Put the records into a Markdown table with the columns Row and Line, one numbered row per line, with blank lines skipped. Begin at the first line of the records and stop after the line that contains "24L108 24L108 22L105".

• [Dataset excerpts]:
====================

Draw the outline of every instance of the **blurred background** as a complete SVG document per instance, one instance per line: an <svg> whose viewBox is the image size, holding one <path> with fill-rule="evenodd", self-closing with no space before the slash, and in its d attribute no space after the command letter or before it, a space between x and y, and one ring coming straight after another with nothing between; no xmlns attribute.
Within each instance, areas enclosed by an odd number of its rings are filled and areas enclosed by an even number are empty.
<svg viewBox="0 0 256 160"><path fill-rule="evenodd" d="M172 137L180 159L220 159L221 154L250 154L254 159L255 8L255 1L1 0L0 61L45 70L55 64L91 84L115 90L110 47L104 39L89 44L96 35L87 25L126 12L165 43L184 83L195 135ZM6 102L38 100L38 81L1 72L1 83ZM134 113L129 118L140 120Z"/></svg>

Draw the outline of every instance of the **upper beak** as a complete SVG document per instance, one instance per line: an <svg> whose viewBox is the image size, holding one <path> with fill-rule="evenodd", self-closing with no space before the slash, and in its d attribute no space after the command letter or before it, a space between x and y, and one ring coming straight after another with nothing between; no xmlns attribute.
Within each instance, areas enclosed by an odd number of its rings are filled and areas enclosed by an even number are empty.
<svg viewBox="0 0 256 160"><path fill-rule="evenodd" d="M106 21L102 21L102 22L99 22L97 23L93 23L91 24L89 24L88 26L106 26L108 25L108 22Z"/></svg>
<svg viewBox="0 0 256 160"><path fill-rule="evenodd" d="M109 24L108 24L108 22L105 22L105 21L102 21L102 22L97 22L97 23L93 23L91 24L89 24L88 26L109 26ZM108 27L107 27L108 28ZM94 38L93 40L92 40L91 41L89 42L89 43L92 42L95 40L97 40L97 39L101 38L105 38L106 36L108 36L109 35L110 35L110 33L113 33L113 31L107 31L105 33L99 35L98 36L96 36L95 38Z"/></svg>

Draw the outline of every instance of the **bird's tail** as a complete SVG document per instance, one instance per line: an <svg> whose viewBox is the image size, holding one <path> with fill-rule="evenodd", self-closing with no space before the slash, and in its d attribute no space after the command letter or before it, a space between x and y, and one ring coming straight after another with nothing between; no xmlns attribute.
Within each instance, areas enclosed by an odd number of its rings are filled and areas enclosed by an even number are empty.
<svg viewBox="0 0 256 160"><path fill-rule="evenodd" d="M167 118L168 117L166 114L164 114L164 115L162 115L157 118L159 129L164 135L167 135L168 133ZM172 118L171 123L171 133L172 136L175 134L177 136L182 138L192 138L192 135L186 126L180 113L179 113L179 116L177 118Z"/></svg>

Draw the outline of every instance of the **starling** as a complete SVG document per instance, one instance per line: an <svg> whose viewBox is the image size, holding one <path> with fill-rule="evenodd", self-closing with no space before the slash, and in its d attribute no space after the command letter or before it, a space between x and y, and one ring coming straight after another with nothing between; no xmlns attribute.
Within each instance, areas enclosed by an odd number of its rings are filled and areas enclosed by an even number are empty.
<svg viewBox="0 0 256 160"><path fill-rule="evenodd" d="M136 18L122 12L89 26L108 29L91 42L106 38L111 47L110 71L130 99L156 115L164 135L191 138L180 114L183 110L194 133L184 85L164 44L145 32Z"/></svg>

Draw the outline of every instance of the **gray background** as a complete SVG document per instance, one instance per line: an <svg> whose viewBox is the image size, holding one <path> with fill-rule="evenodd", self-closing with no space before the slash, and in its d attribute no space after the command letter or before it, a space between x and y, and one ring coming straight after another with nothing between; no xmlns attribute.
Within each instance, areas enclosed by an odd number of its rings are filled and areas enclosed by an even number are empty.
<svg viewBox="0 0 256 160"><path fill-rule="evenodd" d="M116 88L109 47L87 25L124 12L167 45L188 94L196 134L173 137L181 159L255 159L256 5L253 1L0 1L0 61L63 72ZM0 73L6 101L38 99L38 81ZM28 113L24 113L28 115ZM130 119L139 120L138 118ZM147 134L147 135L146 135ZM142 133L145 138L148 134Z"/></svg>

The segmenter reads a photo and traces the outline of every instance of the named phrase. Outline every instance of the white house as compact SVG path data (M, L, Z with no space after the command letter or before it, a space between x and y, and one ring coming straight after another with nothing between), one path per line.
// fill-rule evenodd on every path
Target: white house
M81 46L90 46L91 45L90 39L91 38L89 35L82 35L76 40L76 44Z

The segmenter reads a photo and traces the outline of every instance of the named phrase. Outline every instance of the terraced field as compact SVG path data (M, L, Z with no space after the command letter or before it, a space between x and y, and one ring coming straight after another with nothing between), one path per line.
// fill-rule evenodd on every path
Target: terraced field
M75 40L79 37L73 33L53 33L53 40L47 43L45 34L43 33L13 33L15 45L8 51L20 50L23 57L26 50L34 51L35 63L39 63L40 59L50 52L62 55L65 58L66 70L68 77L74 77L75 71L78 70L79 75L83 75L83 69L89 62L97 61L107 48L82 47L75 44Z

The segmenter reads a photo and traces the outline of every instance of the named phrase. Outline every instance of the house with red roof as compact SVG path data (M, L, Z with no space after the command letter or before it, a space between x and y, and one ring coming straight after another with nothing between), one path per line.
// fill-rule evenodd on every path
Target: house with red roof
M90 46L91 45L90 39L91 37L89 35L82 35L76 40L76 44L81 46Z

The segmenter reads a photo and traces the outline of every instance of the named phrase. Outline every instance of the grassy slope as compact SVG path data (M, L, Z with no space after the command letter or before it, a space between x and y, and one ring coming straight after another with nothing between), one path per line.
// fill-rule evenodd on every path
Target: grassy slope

====================

• [Result]:
| Row | Line |
|---|---|
| 1 | Draw the outline of every instance of the **blurred background** as a complete SVG document per instance, one instance per line: an <svg> whose viewBox is the image size, holding one <path> with fill-rule="evenodd", self-closing with no space before the slash, and in its d attribute no space after the command letter or before it, a space between x and y, and one ring coming straight after another with nothing between; no xmlns attribute. |
| 2 | Within each instance, areas enclosed by an odd number of its rings are filled and areas enclosed by an even number are empty. |
| 3 | <svg viewBox="0 0 256 160"><path fill-rule="evenodd" d="M172 137L180 159L220 159L221 154L250 154L254 159L255 8L255 1L1 0L0 61L45 70L55 64L91 84L115 90L110 47L104 39L89 44L96 35L87 25L126 12L165 43L184 83L195 135ZM6 102L38 100L38 81L1 72L1 83ZM134 113L129 118L140 120Z"/></svg> |
| 4 | Draw the outline of every instance of the **upper beak** as a complete SVG document per instance, one instance per line: an <svg> whose viewBox is the image size, holding one <path> with fill-rule="evenodd", self-closing with no space before the slash, and in its d attribute no space after the command letter or before it, a space between x and y, and one ring coming straight after another with nothing between; no xmlns attribute. |
| 5 | Within each instance, areas enclosed by an odd number of its rings are filled and areas enclosed by an even number are empty. |
| 6 | <svg viewBox="0 0 256 160"><path fill-rule="evenodd" d="M106 21L102 21L102 22L99 22L97 23L93 23L91 24L89 24L88 26L106 26L108 25L108 22Z"/></svg> |
| 7 | <svg viewBox="0 0 256 160"><path fill-rule="evenodd" d="M109 24L108 24L108 22L105 22L105 21L102 21L102 22L97 22L97 23L93 23L91 24L89 24L88 26L109 26ZM108 27L107 27L108 28ZM94 38L93 40L92 40L91 41L89 42L89 43L92 42L95 40L97 40L97 39L101 38L105 38L106 36L108 36L109 35L110 35L110 33L113 33L113 31L107 31L105 33L99 35L98 36L96 36L95 38Z"/></svg> |